Week 183: July 19-25

This week Trump make moves to have undocumented immigrants go uncounted in the Census.

Protestors in Portland have come on in larger numbers than recent weeks to stand against the militarized DHS, including a contingent of moms.

Trump said on Monday that more cities will be targeted: “New York and Chicago and Philadelphia, Detroit, and Baltimore and all of these—Oakland is a mess—we are not going to let this happen in the country, all run by liberal Democrats,” the president told reporters in the Oval Office. “We’re going to have more federal law enforcement, that I can tell you.”

David Grahm writes in the Atlantic that Trump Administration is trying to create a national police force akin to what some countries have in their Interior Ministry: “The agents out on the streets of Portland are detailed from Customs and Border Protection, the Transportation Security Administration, the Coast Guard, and Immigration and Customs Enforcement. Among the forces deployed in Washington last month, when Trump briefly barricaded himself within the White House, were officers from the Federal Bureau of Prisons…. The reason these agents are the ones being deployed is simply that they’re the ones who are available. In the absence of a federal police force, the administration is simply pulling in any federal law-enforcement officer that it has the power to reassign…. Whatever his motives, the precedents he’s creating are likely to endure: His successors will have a blueprint for the creation of a national police force that answers to the president.”

Wittes and Jurecic write: The tactical divisions of the Homeland Security Department from which the officers in Portland appear to hail—Customs and Border Protection (CBP) and Immigrations and Customs Enforcement (ICE)—are not typically deployed at protests, but charged with enforcing immigration law and guarding the U.S. border. And as an internal department memo obtained by The New York Times shows, the officers sent into Portland’s streets were not trained to handle crowds.
So why is the Trump administration sending into American cities officers who aren’t appropriately trained for the mission, are acting on legal authority that will require litigation to defend, and are being deployed to address a problem that the federal government could address by means far less provocative and in a fashion far less likely to escalate disorder?

Here is one more theory for Trump’s actions: In deploying federal forces, Trump appears to be trying to provoke clashes with protesters, which he can use to convince white suburban voters that he’s the last line of defense between them and the chaos allegedly incubating in cities, Rahm Emanuel, the former Chicago mayor, told me. Referring to the street battle between construction workers and anti-war protesters in Manhattan in 1970, Emanuel said, “Trump is trying to create his own hard-hat riot, and they are wearing [law-enforcement] helmets.”

Wednesday night the mayor of Portland joined the protests and was tear gassed by unidentified DHS officers.

The Washington Post reports that the Trump Administration was looking to escalate conflict with protestors in June but when the protests and statue vandalism died down, they chose to focus on Portland where the federal courthouse is being attacked nightly: One of the officials said the White House had long wanted to amplify strife in cities, encouraging DHS officials to talk about arrests of violent criminals in sanctuary cities and repeatedly urging ICE to disclose more details of raids than some in the agency were comfortable doing. “It was about getting viral online content,” one of the officials said.

# Required tasks
1: In the week 183 summary, what happened to the mayor of Portland on Wednesday night?
2: Echo the week 183 summary starting at "Here is one" and ending at "unidentified DHS officers.".

# Source data
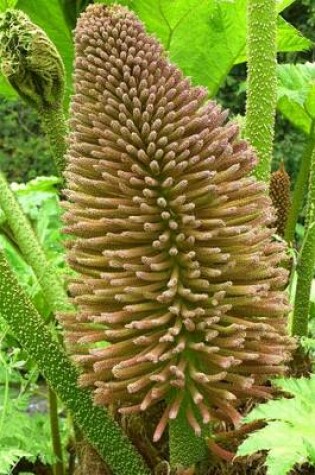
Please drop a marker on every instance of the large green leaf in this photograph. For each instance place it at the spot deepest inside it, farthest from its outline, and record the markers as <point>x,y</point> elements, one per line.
<point>288,436</point>
<point>296,94</point>
<point>207,37</point>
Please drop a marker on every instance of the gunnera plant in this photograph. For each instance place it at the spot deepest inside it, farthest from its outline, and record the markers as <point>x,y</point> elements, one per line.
<point>280,195</point>
<point>179,293</point>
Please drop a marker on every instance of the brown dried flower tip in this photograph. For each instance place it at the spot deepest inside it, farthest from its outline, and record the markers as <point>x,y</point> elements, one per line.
<point>281,197</point>
<point>176,266</point>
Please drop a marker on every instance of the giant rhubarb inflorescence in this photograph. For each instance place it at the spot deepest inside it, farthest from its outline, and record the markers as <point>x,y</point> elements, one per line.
<point>171,238</point>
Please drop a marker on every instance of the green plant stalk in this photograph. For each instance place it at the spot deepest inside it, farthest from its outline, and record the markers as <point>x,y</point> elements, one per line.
<point>30,330</point>
<point>262,82</point>
<point>306,263</point>
<point>305,273</point>
<point>58,467</point>
<point>55,127</point>
<point>186,448</point>
<point>300,186</point>
<point>25,237</point>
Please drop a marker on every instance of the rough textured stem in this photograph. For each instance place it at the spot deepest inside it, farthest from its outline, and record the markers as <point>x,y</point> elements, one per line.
<point>28,327</point>
<point>48,279</point>
<point>54,125</point>
<point>306,264</point>
<point>186,448</point>
<point>55,433</point>
<point>300,187</point>
<point>262,82</point>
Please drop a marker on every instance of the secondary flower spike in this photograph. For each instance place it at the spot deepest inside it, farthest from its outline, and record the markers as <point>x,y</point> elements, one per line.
<point>171,238</point>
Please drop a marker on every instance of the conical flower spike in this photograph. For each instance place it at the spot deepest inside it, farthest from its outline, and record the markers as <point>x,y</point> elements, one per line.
<point>177,270</point>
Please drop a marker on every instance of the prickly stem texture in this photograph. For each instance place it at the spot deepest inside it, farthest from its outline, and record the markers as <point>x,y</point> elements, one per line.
<point>185,448</point>
<point>53,363</point>
<point>34,68</point>
<point>171,238</point>
<point>305,272</point>
<point>262,82</point>
<point>306,263</point>
<point>48,279</point>
<point>300,187</point>
<point>280,195</point>
<point>58,467</point>
<point>55,127</point>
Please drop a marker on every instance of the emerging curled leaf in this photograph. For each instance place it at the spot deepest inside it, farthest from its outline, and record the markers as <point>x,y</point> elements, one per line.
<point>171,237</point>
<point>30,61</point>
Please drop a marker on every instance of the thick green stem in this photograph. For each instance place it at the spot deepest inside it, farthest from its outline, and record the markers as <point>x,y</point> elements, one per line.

# Exercise results
1: The mayor joined the protests and was tear gassed by unidentified DHS officers.

2:
Here is one more theory for Trump’s actions: In deploying federal forces, Trump appears to be trying to provoke clashes with protesters, which he can use to convince white suburban voters that he’s the last line of defense between them and the chaos allegedly incubating in cities, Rahm Emanuel, the former Chicago mayor, told me. Referring to the street battle between construction workers and anti-war protesters in Manhattan in 1970, Emanuel said, “Trump is trying to create his own hard-hat riot, and they are wearing [law-enforcement] helmets.”

Wednesday night the mayor of Portland joined the protests and was tear gassed by unidentified DHS officers.